Stored data
_ _ _ _ _ _ _

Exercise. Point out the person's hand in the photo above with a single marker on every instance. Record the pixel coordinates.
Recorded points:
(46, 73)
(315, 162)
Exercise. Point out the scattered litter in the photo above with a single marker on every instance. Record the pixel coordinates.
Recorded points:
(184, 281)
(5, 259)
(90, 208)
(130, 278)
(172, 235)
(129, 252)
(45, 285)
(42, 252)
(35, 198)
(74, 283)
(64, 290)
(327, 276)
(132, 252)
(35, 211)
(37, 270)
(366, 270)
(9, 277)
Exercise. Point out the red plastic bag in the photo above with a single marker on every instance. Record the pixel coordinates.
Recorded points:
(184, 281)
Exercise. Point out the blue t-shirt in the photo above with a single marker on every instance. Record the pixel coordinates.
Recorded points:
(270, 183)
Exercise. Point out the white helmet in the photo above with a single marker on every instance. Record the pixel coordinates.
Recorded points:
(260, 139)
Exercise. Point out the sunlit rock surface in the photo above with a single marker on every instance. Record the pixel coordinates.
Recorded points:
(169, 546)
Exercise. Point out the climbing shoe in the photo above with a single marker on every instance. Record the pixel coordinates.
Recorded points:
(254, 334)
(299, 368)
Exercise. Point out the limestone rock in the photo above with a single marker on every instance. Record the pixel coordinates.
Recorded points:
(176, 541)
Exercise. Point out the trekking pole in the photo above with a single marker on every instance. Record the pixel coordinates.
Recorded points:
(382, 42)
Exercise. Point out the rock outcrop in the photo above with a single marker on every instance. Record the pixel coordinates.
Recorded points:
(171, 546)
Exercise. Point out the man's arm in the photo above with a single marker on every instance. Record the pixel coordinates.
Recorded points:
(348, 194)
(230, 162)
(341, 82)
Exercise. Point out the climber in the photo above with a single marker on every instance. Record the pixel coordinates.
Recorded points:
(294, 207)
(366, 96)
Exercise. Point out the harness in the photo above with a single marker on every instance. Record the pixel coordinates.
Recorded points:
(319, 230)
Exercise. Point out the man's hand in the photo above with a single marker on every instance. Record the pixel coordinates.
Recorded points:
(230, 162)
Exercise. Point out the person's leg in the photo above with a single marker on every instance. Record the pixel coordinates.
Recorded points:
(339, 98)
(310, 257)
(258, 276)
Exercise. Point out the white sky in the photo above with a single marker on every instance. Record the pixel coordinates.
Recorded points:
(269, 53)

_ _ _ _ _ _ _

Problem
Repeat only the lines above, from the first line of the entries through the line that contains "Exercise. Point out the scattered", including both ends.

The answer
Exercise. Point out the person's hand in the photo above with a single marker on every instance. Record the pixel coordinates.
Recorded points:
(46, 73)
(315, 162)
Exercise. Point out the scattered litter in the photo above with a single marker on every instance. Record the pixel coordinates.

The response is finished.